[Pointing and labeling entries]
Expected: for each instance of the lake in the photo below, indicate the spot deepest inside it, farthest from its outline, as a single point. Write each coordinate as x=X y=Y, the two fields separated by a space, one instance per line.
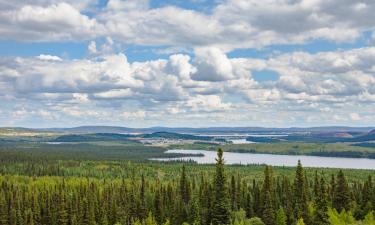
x=274 y=160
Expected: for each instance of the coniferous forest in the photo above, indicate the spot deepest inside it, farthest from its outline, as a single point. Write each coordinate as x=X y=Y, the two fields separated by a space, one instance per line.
x=175 y=193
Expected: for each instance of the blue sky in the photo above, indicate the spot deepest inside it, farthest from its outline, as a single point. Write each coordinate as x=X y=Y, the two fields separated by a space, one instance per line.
x=187 y=63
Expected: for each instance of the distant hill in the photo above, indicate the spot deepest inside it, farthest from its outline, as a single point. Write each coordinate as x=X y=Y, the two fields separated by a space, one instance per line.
x=114 y=137
x=91 y=137
x=170 y=135
x=118 y=129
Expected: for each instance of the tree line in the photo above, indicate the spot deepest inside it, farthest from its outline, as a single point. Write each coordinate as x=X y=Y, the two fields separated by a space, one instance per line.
x=195 y=200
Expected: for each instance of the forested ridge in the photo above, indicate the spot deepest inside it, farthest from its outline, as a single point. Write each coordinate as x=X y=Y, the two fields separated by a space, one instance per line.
x=194 y=196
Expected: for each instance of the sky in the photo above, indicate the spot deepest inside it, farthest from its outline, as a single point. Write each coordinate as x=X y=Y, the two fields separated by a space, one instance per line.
x=187 y=63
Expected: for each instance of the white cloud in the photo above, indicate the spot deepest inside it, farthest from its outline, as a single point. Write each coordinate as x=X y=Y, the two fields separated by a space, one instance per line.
x=355 y=116
x=212 y=65
x=228 y=25
x=49 y=57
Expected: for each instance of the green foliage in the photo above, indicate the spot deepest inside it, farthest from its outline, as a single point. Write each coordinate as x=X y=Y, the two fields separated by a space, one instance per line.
x=103 y=192
x=256 y=221
x=221 y=212
x=280 y=217
x=341 y=200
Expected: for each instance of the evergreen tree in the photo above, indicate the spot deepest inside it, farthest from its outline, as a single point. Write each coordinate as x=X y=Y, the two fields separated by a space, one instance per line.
x=321 y=211
x=280 y=217
x=300 y=205
x=220 y=212
x=268 y=212
x=341 y=198
x=268 y=215
x=184 y=186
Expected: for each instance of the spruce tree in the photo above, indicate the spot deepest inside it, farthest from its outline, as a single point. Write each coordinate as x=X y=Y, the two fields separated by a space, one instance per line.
x=280 y=217
x=184 y=186
x=341 y=198
x=3 y=209
x=321 y=211
x=268 y=212
x=300 y=205
x=220 y=211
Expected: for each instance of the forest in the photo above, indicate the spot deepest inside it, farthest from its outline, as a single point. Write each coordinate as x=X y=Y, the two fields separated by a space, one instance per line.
x=100 y=192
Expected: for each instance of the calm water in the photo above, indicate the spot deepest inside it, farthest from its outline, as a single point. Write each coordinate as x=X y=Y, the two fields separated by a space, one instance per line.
x=275 y=160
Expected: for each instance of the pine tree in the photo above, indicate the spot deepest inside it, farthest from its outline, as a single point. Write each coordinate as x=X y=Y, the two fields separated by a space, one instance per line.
x=268 y=215
x=300 y=205
x=220 y=212
x=142 y=206
x=268 y=212
x=184 y=186
x=233 y=194
x=63 y=218
x=3 y=209
x=341 y=198
x=300 y=222
x=321 y=211
x=280 y=217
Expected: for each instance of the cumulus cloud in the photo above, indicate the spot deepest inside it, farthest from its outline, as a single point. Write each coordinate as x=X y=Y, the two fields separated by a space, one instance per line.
x=230 y=24
x=57 y=21
x=49 y=57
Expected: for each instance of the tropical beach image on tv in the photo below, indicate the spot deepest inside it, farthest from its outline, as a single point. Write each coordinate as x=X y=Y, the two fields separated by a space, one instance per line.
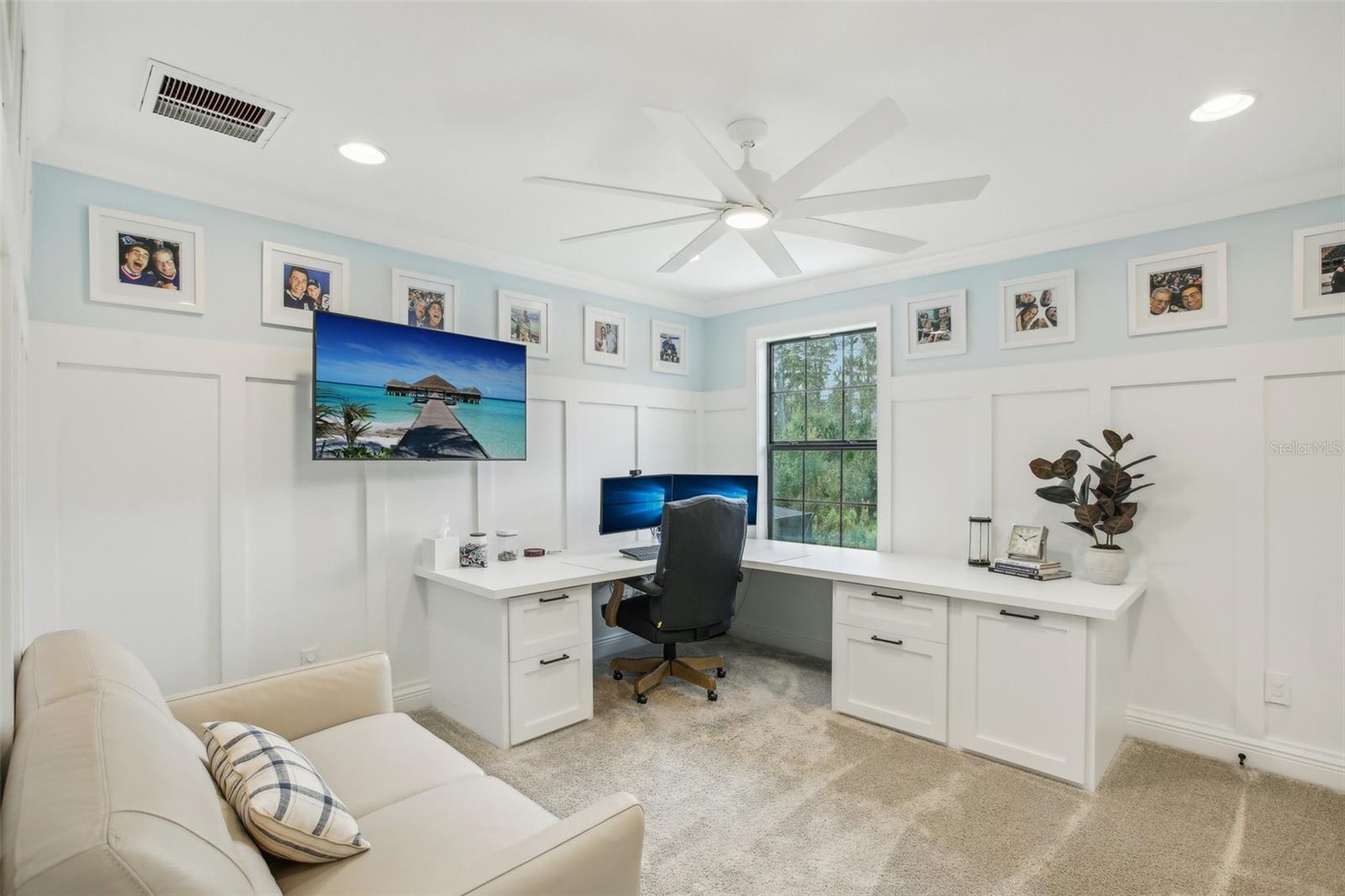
x=385 y=390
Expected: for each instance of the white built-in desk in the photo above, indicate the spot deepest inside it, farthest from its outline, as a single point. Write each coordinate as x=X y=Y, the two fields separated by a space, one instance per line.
x=1031 y=673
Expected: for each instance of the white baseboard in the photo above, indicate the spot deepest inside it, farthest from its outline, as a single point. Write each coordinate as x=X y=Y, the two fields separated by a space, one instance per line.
x=787 y=640
x=1293 y=761
x=414 y=694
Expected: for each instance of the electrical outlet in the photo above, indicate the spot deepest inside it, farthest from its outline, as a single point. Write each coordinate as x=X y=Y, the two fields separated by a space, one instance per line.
x=1277 y=688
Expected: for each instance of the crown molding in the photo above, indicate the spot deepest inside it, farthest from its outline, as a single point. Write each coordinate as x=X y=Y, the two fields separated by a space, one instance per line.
x=1321 y=185
x=98 y=163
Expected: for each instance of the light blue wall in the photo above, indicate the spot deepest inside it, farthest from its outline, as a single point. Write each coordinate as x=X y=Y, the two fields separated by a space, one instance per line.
x=60 y=282
x=1261 y=280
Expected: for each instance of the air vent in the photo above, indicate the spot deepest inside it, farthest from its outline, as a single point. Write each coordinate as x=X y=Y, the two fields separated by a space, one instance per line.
x=201 y=103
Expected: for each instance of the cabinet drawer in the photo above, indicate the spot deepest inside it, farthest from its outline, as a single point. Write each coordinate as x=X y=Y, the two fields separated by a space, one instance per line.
x=549 y=622
x=551 y=692
x=899 y=683
x=891 y=609
x=1020 y=687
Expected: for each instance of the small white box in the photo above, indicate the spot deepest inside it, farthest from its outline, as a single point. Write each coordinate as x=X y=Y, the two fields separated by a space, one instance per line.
x=440 y=553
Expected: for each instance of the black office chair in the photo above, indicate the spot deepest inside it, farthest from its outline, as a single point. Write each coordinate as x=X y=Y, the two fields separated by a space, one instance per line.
x=690 y=595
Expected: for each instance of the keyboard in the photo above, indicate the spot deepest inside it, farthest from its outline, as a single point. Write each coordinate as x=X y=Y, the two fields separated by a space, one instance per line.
x=642 y=552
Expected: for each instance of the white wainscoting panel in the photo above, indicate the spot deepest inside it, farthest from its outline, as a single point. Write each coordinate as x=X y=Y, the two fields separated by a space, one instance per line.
x=304 y=535
x=1184 y=651
x=934 y=459
x=138 y=485
x=1305 y=532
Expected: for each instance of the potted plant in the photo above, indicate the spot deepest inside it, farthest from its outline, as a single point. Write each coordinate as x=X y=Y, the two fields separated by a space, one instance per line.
x=1103 y=508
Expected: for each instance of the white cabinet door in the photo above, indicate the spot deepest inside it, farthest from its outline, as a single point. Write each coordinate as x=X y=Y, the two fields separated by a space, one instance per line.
x=1020 y=687
x=549 y=622
x=892 y=609
x=900 y=683
x=551 y=692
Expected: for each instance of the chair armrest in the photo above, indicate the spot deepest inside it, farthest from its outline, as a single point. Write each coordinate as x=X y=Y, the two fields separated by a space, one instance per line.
x=593 y=851
x=295 y=701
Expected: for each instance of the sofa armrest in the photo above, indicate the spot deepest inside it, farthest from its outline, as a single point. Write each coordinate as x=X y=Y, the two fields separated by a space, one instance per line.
x=293 y=703
x=595 y=851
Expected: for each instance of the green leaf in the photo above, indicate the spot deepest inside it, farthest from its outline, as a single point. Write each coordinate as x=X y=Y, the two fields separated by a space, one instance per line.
x=1058 y=494
x=1042 y=468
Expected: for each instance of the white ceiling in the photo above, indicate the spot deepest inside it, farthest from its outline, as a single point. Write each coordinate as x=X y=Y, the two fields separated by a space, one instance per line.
x=1076 y=111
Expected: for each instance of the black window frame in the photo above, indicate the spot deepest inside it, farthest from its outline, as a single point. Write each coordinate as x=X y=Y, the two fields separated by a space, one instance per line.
x=807 y=445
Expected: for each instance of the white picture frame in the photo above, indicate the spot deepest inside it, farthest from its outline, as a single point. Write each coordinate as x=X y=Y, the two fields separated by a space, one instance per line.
x=605 y=334
x=119 y=241
x=1056 y=327
x=277 y=261
x=533 y=327
x=1200 y=272
x=925 y=320
x=669 y=347
x=1309 y=245
x=427 y=291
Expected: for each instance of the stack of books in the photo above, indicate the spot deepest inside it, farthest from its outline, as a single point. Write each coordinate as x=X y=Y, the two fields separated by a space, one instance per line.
x=1039 y=569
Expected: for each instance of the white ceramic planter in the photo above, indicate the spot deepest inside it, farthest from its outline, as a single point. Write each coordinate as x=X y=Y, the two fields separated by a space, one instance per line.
x=1107 y=567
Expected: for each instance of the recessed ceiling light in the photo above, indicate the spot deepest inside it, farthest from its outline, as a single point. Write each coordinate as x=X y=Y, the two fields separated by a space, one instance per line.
x=746 y=217
x=365 y=154
x=1221 y=107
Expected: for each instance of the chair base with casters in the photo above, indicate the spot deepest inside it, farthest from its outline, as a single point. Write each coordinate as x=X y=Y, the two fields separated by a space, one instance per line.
x=652 y=670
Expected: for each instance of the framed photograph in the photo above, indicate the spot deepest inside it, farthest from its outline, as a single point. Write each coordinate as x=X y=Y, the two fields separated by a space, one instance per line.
x=667 y=347
x=1028 y=542
x=1037 y=311
x=1320 y=271
x=604 y=336
x=1179 y=291
x=145 y=262
x=296 y=282
x=421 y=300
x=936 y=326
x=528 y=320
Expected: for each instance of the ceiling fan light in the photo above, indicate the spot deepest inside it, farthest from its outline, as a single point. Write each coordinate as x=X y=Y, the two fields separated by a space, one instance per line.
x=746 y=219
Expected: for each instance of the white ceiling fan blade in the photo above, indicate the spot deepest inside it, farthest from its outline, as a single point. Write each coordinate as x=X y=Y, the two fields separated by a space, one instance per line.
x=905 y=197
x=652 y=225
x=847 y=233
x=696 y=246
x=627 y=192
x=703 y=155
x=861 y=136
x=773 y=252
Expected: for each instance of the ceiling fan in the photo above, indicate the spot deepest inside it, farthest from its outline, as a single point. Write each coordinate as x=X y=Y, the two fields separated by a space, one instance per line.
x=757 y=206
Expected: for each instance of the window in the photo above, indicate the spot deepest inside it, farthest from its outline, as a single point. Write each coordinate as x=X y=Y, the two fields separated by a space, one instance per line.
x=822 y=448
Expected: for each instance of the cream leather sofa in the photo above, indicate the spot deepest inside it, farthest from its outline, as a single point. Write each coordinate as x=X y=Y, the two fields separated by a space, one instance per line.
x=107 y=791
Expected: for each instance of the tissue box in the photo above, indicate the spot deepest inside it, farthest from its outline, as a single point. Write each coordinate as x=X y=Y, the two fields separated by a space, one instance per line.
x=440 y=553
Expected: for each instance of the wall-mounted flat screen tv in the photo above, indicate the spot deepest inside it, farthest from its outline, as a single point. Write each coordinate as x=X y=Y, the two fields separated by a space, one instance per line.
x=393 y=392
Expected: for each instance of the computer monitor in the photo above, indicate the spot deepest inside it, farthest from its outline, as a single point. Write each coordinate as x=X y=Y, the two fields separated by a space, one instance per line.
x=741 y=488
x=632 y=502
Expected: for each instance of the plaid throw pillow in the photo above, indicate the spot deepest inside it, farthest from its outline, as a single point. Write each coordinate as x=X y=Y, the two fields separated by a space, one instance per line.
x=279 y=795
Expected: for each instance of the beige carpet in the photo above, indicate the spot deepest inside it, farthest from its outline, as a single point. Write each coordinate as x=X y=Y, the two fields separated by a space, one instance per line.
x=768 y=791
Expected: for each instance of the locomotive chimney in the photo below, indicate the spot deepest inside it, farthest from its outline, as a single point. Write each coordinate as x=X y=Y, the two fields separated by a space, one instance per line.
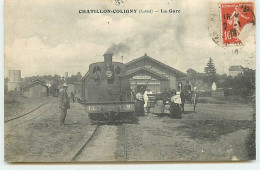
x=108 y=58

What is being asked
Please update the data starting at the line that contains "Expected: for each instance of the chair base" and stopping after the line that contains "x=773 y=252": write out only those lines again, with "framed photograph" changed to "framed print" and everything else unchanged.

Answer to the exercise
Expected: for each instance of the chair base with casters in the photo above, indicate the spot deepest inside it, farthest from its outline, as a single point. Write each coordinate as x=X y=Y, the two fields separated by a space, one instance per line.
x=652 y=670
Expected: for each instance of the framed print in the photo above, indicate the spot deepest inside it, farthest from its outline, as a single point. Write each coordinate as x=X y=Y, the two fields separated by a space, one instance per line.
x=667 y=347
x=1028 y=542
x=1037 y=311
x=1320 y=271
x=604 y=336
x=1179 y=291
x=145 y=262
x=296 y=282
x=421 y=300
x=936 y=326
x=528 y=320
Expected: for each instance of the ceiling fan light in the photo above, indicate the spot deepest inside it, farthest from its outline, as a single point. Write each coordinate as x=X y=Y, the two fields separated by a space, one instance per line.
x=746 y=219
Expected: for each instance of the white ceiling fan blade in the photo above, indicate the spot deepest inside it, farthest from its outline, as a single point. Write each coordinate as x=X y=Y, the two fields separated by a space, one instance per line.
x=905 y=197
x=652 y=225
x=847 y=233
x=696 y=246
x=627 y=192
x=703 y=155
x=861 y=136
x=773 y=252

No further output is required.